Collect each line of the entries below that contains the word "tiled". Case counts.

[Part of a data file]
-- START --

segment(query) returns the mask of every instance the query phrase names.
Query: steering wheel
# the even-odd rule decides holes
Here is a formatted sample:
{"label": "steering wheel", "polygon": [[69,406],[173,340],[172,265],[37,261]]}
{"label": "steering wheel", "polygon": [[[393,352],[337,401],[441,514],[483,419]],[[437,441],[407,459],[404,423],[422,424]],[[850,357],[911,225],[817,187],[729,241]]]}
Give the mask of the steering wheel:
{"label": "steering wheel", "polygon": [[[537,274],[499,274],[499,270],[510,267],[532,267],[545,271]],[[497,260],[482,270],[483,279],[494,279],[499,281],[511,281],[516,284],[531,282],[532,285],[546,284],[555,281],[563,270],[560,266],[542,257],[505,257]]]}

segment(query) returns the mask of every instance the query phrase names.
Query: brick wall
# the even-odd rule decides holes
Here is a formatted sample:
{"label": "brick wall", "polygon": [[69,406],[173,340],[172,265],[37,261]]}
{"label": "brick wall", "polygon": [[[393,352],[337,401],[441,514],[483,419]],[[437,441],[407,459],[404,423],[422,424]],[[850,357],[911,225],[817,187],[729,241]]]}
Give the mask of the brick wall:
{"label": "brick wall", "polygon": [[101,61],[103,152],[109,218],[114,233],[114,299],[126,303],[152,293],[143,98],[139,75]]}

-- END --
-- START --

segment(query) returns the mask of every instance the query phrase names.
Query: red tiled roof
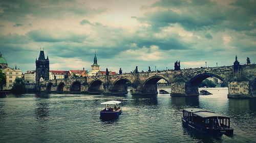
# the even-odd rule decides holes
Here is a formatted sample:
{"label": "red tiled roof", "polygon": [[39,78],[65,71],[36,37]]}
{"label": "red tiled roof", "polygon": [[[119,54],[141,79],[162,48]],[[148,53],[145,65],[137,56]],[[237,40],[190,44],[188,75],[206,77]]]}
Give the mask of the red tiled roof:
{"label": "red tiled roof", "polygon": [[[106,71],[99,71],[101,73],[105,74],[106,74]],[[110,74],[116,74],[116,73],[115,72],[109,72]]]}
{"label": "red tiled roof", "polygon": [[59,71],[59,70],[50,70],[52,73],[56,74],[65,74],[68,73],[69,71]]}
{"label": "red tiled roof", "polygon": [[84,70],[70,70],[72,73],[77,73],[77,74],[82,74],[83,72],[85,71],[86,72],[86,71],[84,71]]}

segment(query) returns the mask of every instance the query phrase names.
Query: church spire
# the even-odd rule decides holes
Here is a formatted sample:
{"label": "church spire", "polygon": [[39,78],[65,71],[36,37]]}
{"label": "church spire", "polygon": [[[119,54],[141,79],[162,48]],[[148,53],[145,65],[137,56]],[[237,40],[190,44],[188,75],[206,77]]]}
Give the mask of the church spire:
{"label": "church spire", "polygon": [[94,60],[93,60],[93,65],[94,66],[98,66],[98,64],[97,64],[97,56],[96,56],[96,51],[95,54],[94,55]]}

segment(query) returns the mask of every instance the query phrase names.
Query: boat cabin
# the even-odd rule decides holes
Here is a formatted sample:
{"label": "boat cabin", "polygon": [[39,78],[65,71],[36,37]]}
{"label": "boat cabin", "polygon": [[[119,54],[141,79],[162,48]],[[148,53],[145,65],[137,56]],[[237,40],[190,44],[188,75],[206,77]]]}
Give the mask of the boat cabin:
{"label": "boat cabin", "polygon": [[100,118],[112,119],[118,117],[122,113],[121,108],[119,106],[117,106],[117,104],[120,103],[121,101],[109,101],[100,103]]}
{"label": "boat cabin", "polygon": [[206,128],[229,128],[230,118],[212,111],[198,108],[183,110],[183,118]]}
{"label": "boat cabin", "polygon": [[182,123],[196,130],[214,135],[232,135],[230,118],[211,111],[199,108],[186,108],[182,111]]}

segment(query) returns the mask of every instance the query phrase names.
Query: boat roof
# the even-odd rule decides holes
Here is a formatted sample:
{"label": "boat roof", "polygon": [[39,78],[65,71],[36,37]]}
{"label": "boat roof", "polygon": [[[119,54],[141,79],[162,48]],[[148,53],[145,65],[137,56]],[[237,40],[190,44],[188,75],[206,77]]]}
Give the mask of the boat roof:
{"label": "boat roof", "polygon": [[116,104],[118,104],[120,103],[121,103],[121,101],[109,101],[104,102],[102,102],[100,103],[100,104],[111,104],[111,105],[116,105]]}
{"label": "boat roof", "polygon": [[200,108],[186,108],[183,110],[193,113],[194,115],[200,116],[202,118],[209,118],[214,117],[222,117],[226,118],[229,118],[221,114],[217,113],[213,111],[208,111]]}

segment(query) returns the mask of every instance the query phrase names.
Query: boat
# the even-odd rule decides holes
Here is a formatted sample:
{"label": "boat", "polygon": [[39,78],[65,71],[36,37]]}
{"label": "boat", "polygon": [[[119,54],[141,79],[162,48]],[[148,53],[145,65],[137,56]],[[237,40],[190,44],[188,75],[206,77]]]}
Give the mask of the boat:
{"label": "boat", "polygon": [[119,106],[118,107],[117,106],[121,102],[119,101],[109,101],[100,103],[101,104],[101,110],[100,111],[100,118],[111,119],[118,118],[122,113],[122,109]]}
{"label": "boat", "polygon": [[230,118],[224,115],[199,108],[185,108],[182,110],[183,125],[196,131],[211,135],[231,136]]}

-- END --
-- START --

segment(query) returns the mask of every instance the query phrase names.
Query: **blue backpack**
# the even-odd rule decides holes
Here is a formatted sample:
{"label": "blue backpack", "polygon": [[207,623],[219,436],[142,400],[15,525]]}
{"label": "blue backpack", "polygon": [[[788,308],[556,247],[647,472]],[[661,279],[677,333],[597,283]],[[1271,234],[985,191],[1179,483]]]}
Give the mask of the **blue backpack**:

-- END --

◆ Answer to the exercise
Query: red tiled roof
{"label": "red tiled roof", "polygon": [[39,78],[65,71],[36,37]]}
{"label": "red tiled roof", "polygon": [[[119,54],[141,79],[162,48]],[[148,53],[145,65],[137,56]],[[237,40],[190,44],[188,75],[206,77]]]}
Give the mask of the red tiled roof:
{"label": "red tiled roof", "polygon": [[[106,71],[99,71],[101,73],[105,74],[106,74]],[[110,74],[116,74],[116,73],[115,72],[109,72]]]}
{"label": "red tiled roof", "polygon": [[59,71],[59,70],[50,70],[52,73],[56,74],[65,74],[68,73],[69,71]]}
{"label": "red tiled roof", "polygon": [[84,70],[70,70],[72,73],[77,73],[77,74],[82,74],[83,72],[85,71],[86,72],[86,71],[84,71]]}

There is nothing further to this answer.